→ Instructions for the task: Could you please transcribe the data exactly, without the pictures?

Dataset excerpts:
☆ ☆ ☆ ☆ ☆ ☆ ☆
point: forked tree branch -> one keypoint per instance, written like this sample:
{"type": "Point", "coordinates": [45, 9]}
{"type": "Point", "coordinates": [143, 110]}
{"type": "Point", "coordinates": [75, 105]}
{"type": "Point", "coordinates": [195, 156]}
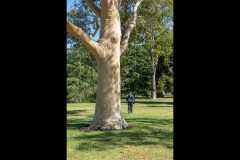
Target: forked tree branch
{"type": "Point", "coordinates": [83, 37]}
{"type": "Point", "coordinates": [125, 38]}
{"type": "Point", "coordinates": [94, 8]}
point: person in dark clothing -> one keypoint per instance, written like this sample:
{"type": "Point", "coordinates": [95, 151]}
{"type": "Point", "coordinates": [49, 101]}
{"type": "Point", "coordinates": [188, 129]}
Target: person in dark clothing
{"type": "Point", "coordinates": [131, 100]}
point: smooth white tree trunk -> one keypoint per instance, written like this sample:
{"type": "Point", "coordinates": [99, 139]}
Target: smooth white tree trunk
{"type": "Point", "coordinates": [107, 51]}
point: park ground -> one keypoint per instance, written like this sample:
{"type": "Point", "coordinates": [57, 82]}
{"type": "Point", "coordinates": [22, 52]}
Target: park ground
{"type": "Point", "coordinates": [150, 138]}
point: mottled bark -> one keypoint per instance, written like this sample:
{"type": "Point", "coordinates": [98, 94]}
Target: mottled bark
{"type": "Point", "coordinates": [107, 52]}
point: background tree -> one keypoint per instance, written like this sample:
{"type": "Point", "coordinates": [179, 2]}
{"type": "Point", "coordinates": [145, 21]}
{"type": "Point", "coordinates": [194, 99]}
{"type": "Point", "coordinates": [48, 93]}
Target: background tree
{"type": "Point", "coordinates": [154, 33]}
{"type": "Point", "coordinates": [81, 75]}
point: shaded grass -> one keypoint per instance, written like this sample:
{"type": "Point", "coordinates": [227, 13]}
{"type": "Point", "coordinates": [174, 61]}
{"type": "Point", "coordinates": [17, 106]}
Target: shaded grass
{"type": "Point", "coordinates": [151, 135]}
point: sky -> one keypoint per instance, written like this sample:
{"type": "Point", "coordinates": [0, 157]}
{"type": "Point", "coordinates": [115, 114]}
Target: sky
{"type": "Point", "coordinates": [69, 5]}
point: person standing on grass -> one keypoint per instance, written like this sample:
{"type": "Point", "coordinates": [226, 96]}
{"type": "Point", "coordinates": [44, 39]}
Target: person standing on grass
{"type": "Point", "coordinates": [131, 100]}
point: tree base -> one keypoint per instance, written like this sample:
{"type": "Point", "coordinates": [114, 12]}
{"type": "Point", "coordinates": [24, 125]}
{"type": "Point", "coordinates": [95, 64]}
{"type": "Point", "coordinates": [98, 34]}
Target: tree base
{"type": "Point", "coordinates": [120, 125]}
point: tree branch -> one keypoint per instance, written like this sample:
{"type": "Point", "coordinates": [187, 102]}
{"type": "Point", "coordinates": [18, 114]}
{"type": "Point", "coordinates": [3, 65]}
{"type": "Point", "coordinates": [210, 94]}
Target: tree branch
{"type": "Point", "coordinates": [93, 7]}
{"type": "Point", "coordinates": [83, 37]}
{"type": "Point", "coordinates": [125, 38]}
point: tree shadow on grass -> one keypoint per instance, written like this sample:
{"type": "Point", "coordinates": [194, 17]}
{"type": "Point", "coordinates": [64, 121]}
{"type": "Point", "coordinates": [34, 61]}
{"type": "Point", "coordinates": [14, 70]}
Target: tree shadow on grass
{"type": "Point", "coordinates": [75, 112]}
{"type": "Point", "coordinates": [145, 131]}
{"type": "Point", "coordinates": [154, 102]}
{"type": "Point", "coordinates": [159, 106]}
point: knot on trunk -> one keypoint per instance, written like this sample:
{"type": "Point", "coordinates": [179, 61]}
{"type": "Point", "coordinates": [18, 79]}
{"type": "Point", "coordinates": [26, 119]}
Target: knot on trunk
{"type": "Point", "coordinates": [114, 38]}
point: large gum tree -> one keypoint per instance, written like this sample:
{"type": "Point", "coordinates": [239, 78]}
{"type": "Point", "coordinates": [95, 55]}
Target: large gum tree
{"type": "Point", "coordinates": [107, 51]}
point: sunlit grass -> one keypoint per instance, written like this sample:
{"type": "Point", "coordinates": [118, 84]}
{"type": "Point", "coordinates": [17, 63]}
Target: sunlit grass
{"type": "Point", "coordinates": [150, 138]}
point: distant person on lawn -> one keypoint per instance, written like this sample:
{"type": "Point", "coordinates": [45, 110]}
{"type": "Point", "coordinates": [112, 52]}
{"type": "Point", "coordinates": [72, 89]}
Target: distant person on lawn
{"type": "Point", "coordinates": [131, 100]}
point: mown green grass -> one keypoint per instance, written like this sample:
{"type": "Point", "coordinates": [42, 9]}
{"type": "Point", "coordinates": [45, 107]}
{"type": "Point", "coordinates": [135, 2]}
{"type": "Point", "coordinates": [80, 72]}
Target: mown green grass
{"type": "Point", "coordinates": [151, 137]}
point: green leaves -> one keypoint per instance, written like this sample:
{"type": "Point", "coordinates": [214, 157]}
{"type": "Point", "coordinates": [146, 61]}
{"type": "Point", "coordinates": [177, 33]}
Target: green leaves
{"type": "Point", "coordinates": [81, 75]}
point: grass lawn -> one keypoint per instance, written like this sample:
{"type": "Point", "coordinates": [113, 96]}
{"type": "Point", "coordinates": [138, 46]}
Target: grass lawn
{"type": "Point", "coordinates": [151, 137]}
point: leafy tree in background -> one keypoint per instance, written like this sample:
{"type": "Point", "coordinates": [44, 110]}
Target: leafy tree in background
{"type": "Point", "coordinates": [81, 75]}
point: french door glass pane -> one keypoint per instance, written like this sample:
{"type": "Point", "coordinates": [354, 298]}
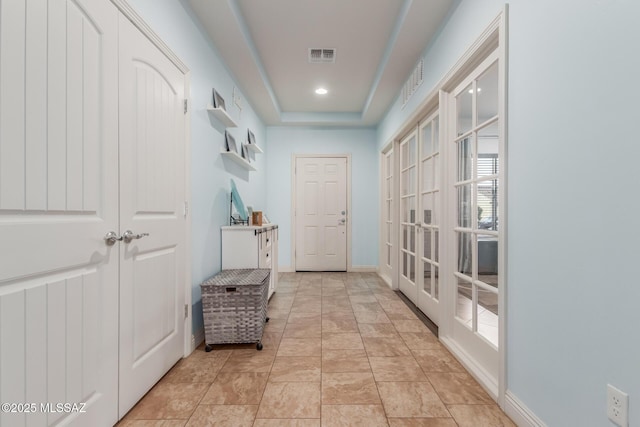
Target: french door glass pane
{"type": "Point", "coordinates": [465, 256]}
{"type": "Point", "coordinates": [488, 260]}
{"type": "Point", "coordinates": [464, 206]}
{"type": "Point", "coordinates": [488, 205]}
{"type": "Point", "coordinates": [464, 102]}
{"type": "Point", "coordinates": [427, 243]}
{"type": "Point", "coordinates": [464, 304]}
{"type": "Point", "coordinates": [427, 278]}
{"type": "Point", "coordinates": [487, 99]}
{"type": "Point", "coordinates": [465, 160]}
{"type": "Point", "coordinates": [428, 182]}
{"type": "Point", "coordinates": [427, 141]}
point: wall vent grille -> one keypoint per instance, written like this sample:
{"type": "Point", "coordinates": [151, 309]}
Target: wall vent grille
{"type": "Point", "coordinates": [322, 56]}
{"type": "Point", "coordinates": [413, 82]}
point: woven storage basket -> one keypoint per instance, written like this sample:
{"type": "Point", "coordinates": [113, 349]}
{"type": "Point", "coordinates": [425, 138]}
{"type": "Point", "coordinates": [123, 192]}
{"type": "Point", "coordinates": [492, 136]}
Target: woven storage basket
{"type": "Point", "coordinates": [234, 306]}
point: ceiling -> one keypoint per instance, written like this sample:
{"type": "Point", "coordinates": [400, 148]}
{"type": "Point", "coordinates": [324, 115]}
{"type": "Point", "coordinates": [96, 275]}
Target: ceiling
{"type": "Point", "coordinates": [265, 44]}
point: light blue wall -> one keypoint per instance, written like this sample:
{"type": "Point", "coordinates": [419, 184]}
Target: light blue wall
☆ ☆ ☆ ☆ ☆ ☆ ☆
→ Output of the exercise:
point: forked tree branch -> one keypoint per instance, written like this sample:
{"type": "Point", "coordinates": [45, 9]}
{"type": "Point", "coordinates": [143, 110]}
{"type": "Point", "coordinates": [75, 105]}
{"type": "Point", "coordinates": [195, 156]}
Target: forked tree branch
{"type": "Point", "coordinates": [83, 37]}
{"type": "Point", "coordinates": [125, 38]}
{"type": "Point", "coordinates": [94, 8]}
point: person in dark clothing -> one keypoint per instance, written like this sample:
{"type": "Point", "coordinates": [95, 151]}
{"type": "Point", "coordinates": [49, 101]}
{"type": "Point", "coordinates": [188, 129]}
Target: person in dark clothing
{"type": "Point", "coordinates": [131, 100]}
point: smooth white tree trunk -> one keypoint per instance, written like this sample:
{"type": "Point", "coordinates": [99, 139]}
Target: smooth white tree trunk
{"type": "Point", "coordinates": [107, 51]}
point: park ground -> one keypoint per instance, written like this sample:
{"type": "Point", "coordinates": [57, 82]}
{"type": "Point", "coordinates": [22, 52]}
Target: park ground
{"type": "Point", "coordinates": [150, 138]}
point: mottled bark -> one keypoint per instance, written like this sample:
{"type": "Point", "coordinates": [98, 94]}
Target: mottled bark
{"type": "Point", "coordinates": [107, 52]}
point: background tree -> one keypoint per instance, written like this sample:
{"type": "Point", "coordinates": [179, 2]}
{"type": "Point", "coordinates": [145, 21]}
{"type": "Point", "coordinates": [194, 99]}
{"type": "Point", "coordinates": [48, 93]}
Target: background tree
{"type": "Point", "coordinates": [154, 33]}
{"type": "Point", "coordinates": [81, 75]}
point: shaded grass -> one keypoint per instance, written like this sample:
{"type": "Point", "coordinates": [227, 13]}
{"type": "Point", "coordinates": [174, 61]}
{"type": "Point", "coordinates": [17, 106]}
Target: shaded grass
{"type": "Point", "coordinates": [151, 135]}
point: sky -> one keypoint per instance, written like this sample:
{"type": "Point", "coordinates": [0, 157]}
{"type": "Point", "coordinates": [115, 114]}
Target: sky
{"type": "Point", "coordinates": [69, 5]}
point: person standing on grass -> one keypoint per instance, written like this sample:
{"type": "Point", "coordinates": [226, 96]}
{"type": "Point", "coordinates": [44, 39]}
Target: person standing on grass
{"type": "Point", "coordinates": [131, 100]}
point: tree base -> one keypoint per instance, written like this sample:
{"type": "Point", "coordinates": [114, 12]}
{"type": "Point", "coordinates": [24, 125]}
{"type": "Point", "coordinates": [95, 64]}
{"type": "Point", "coordinates": [98, 34]}
Target: tree base
{"type": "Point", "coordinates": [120, 125]}
point: tree branch -> one keypoint per instance, written like this sample:
{"type": "Point", "coordinates": [187, 102]}
{"type": "Point", "coordinates": [18, 114]}
{"type": "Point", "coordinates": [3, 65]}
{"type": "Point", "coordinates": [210, 94]}
Target: tree branch
{"type": "Point", "coordinates": [93, 7]}
{"type": "Point", "coordinates": [83, 37]}
{"type": "Point", "coordinates": [125, 38]}
point: tree shadow on grass -> one keypoint per instance, written like this sample:
{"type": "Point", "coordinates": [194, 17]}
{"type": "Point", "coordinates": [64, 121]}
{"type": "Point", "coordinates": [34, 61]}
{"type": "Point", "coordinates": [14, 70]}
Target: tree shadow on grass
{"type": "Point", "coordinates": [75, 112]}
{"type": "Point", "coordinates": [145, 131]}
{"type": "Point", "coordinates": [154, 102]}
{"type": "Point", "coordinates": [159, 106]}
point: knot on trunk -> one keypoint per instance, written like this sample:
{"type": "Point", "coordinates": [179, 61]}
{"type": "Point", "coordinates": [18, 79]}
{"type": "Point", "coordinates": [26, 119]}
Target: knot on trunk
{"type": "Point", "coordinates": [114, 38]}
point: large gum tree -> one keypoint per instance, written like this sample:
{"type": "Point", "coordinates": [239, 78]}
{"type": "Point", "coordinates": [95, 55]}
Target: large gum tree
{"type": "Point", "coordinates": [107, 51]}
point: sunlit grass -> one keypoint per instance, written like this sample:
{"type": "Point", "coordinates": [118, 84]}
{"type": "Point", "coordinates": [17, 63]}
Target: sunlit grass
{"type": "Point", "coordinates": [150, 138]}
point: distant person on lawn -> one keypoint per instance, written like this sample:
{"type": "Point", "coordinates": [45, 110]}
{"type": "Point", "coordinates": [112, 52]}
{"type": "Point", "coordinates": [72, 89]}
Target: distant person on lawn
{"type": "Point", "coordinates": [131, 100]}
point: mown green grass -> one keypoint per instance, written like this sample:
{"type": "Point", "coordinates": [42, 9]}
{"type": "Point", "coordinates": [45, 107]}
{"type": "Point", "coordinates": [135, 2]}
{"type": "Point", "coordinates": [80, 72]}
Target: mown green grass
{"type": "Point", "coordinates": [151, 137]}
point: green leaves -> one keypoint per instance, written like this sample:
{"type": "Point", "coordinates": [214, 157]}
{"type": "Point", "coordinates": [146, 61]}
{"type": "Point", "coordinates": [177, 33]}
Target: green leaves
{"type": "Point", "coordinates": [81, 75]}
point: grass lawn -> one keypoint per instance, written like this sample:
{"type": "Point", "coordinates": [113, 96]}
{"type": "Point", "coordinates": [138, 46]}
Target: grass lawn
{"type": "Point", "coordinates": [151, 137]}
point: leafy tree in background -> one keypoint per instance, written like this sample:
{"type": "Point", "coordinates": [44, 110]}
Target: leafy tree in background
{"type": "Point", "coordinates": [81, 75]}
point: french door glass pane -> one keypoint per instance, written like this sample:
{"type": "Point", "coordinates": [354, 298]}
Target: french door glass pane
{"type": "Point", "coordinates": [465, 256]}
{"type": "Point", "coordinates": [488, 260]}
{"type": "Point", "coordinates": [464, 206]}
{"type": "Point", "coordinates": [488, 205]}
{"type": "Point", "coordinates": [464, 102]}
{"type": "Point", "coordinates": [427, 243]}
{"type": "Point", "coordinates": [464, 304]}
{"type": "Point", "coordinates": [427, 278]}
{"type": "Point", "coordinates": [487, 99]}
{"type": "Point", "coordinates": [465, 160]}
{"type": "Point", "coordinates": [428, 182]}
{"type": "Point", "coordinates": [427, 141]}
point: wall vent grille -> one keypoint per instance, written like this sample:
{"type": "Point", "coordinates": [151, 309]}
Target: wall vent grille
{"type": "Point", "coordinates": [322, 56]}
{"type": "Point", "coordinates": [413, 82]}
point: woven storage basket -> one keypoint per instance, written like this sample:
{"type": "Point", "coordinates": [113, 349]}
{"type": "Point", "coordinates": [425, 138]}
{"type": "Point", "coordinates": [123, 192]}
{"type": "Point", "coordinates": [492, 136]}
Target: woven storage basket
{"type": "Point", "coordinates": [234, 306]}
point: ceiling -> one keypoint per instance, written like this sample:
{"type": "Point", "coordinates": [400, 148]}
{"type": "Point", "coordinates": [324, 115]}
{"type": "Point", "coordinates": [96, 275]}
Target: ceiling
{"type": "Point", "coordinates": [265, 44]}
point: light blue wall -> one keypoint per instance, written like this sample:
{"type": "Point", "coordinates": [419, 184]}
Target: light blue wall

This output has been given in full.